PROVIDED TEXT ▸
The Daily Math of Living

Italy has its quirks, but when it comes to everyday costs, it’s hard to complain.

  • A cappuccino is around €1.50. In London, that’s barely the oat milk surcharge.
  • Weekly groceries feel like Waitrose quality at Tesco pricing, especially since most of it is local and fresh rather than imported.
  • Eating out, utilities, and general living costs are all consistently cheaper.

London post-COVID felt like death by a thousand price hikes. Rent jumped. Council tax nudged up. Groceries ballooned. Even Deliveroo managed to convince me that one pad Thai should cost the same as a Ryanair flight.

Here, we eat better food for less money. The trade-off? No Deliveroo at all. Or Uber. When the craving for a late-night curry hits, it’s a DIY affair. That’s when London’s convenience makes me nostalgic.

The Taxman and The Italian Bureaucracy

Of course, no move is without headaches. For me, the migraine came in the form of Italian bureaucracy.

Residency applications in Italy aren’t like signing up for Netflix. You need a PEC email (a paid, certified account) just to check appointments. From there, the system loops you: the website demands an email, then a call, then an appointment… but the ticketing system doesn’t work. It took us around 18 months to secure residency approval, despite Daniela being Italian and me having a stable income.

Then there’s tax. Moving funds from the UK to Italy to buy property isn’t straightforward. An accountant explained that transferring £100,000 or more triggers hefty tax penalties. That makes outright buying here complicated. Mortgages? Forget it. Without Italian financial history, banks won’t play ball.

So for now, renting the villa is the most realistic path. Buying would require either swallowing the tax implications or settling for a cheaper property—say €60k–€80k flats, which don’t align with long-term living goals.

Work, Lifestyle, Sanity

Our Home in Italy

If I still commuted to an office in London, none of this would have been possible. But remote work changes the calculation. I still earn about £65k–£70k annually. With Wi-Fi and a laptop, my income didn’t take a hit.

Instead, my quality of life improved. We have more space, better scenery, and I now run daily with our dog without weaving between double-parked cars. Daniela is happier too, closer to her family, working in an environment that feels like home.

That said, I do miss the odd London convenience: late-night Tesco runs, the option of a pub quiz on a Tuesday, friends within Tube distance. At one point, I was flying back monthly. Now, with residency and work commitments, trips are less frequent. London still feels like “home” in memory, but not in practice.

London: A Market for Someone Else

London’s property market has long since stopped being about local buyers. In Fulham, West Brompton, and beyond, flats aren’t being snapped up by first-time buyers or young families. They’re bought by international investors, many of whom won’t even live there.

Post-Brexit and post-COVID, affordability stretched thinner than ever. I could have joined the cycle, pouring £3,500 a month into a mortgage that barely bought space to swing a cat. But why?

The truth is, London is a global city, and global cities cater to global wallets. For people tied to UK salaries, the numbers simply don’t work. Unless you inherit property or earn banker money, you’re renting indefinitely.

So, Was It Worth It?

Yes, with caveats.

Italy is beautiful, affordable, and rewarding. But it’s not problem-free. The bureaucracy is maddening, and you need patience measured in years, not months. Buying property as a foreigner without Italian banking history is near impossible.

But if you work remotely, value countryside living, and can live without Uber Eats, it’s a strong alternative. The quality of food, pace of life, and space you get for your money outweigh the headaches.

London gave me many good years. But in the end, I was paying champagne prices for tap water. Italy, with all its flaws and frustrations, offers me the opposite: an occasional glass of Barolo at the price of a London pint, and a villa that costs less per month than a one-bed in Zone 2.

And honestly, when you’re drinking coffee on your terrace overlooking Lake Viverone, the bureaucracy feels a little easier to tolerate.

WHAT NEEDS TO BE DONE ▸
Can you retype the passage of the essay above on leaving London for Italy, starting with "London: A Market" and going on through "even live there."?

SOURCE MATERIAL ▸
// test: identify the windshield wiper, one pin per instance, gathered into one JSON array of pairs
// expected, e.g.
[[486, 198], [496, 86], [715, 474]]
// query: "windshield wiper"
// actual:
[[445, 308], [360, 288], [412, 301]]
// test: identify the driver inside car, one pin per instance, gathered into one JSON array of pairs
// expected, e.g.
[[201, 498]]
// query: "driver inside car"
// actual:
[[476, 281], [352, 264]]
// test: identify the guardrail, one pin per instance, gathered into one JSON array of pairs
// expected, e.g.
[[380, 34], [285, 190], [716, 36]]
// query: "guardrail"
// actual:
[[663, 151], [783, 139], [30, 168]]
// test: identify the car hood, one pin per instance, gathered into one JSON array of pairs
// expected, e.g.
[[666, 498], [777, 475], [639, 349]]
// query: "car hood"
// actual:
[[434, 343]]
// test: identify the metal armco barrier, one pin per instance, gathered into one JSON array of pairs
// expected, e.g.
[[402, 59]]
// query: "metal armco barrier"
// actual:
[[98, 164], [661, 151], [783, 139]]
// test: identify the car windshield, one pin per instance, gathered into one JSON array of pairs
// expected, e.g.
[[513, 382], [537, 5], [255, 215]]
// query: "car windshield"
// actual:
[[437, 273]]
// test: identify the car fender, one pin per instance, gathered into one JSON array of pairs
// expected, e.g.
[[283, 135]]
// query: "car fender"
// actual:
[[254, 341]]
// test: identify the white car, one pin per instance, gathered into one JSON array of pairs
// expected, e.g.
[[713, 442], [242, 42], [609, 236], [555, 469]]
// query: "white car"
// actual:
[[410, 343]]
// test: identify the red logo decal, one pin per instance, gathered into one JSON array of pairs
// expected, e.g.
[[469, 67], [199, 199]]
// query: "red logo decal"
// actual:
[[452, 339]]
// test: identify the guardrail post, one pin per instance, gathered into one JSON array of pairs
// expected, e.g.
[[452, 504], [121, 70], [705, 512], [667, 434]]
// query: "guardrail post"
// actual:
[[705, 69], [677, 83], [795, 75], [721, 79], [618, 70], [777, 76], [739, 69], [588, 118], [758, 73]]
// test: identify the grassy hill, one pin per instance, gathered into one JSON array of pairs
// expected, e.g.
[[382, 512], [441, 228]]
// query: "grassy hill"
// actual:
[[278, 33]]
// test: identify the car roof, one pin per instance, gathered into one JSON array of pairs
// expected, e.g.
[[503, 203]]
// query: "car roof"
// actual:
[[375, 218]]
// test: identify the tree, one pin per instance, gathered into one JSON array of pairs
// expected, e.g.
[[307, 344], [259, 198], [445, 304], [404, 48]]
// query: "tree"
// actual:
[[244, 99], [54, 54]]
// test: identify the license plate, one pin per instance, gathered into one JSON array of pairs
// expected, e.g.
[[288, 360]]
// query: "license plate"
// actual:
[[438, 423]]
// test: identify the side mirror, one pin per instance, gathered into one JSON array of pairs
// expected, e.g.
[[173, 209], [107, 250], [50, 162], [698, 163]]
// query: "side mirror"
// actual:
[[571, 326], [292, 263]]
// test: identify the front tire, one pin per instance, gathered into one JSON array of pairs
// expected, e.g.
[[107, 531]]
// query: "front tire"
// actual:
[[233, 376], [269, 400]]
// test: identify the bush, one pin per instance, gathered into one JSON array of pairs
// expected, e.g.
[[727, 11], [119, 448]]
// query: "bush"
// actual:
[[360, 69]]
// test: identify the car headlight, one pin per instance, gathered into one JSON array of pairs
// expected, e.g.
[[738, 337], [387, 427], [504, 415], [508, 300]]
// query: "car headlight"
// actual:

WRITTEN RESPONSE ▸
London: A Market for Someone Else

London’s property market has long since stopped being about local buyers. In Fulham, West Brompton, and beyond, flats aren’t being snapped up by first-time buyers or young families. They’re bought by international investors, many of whom won’t even live there.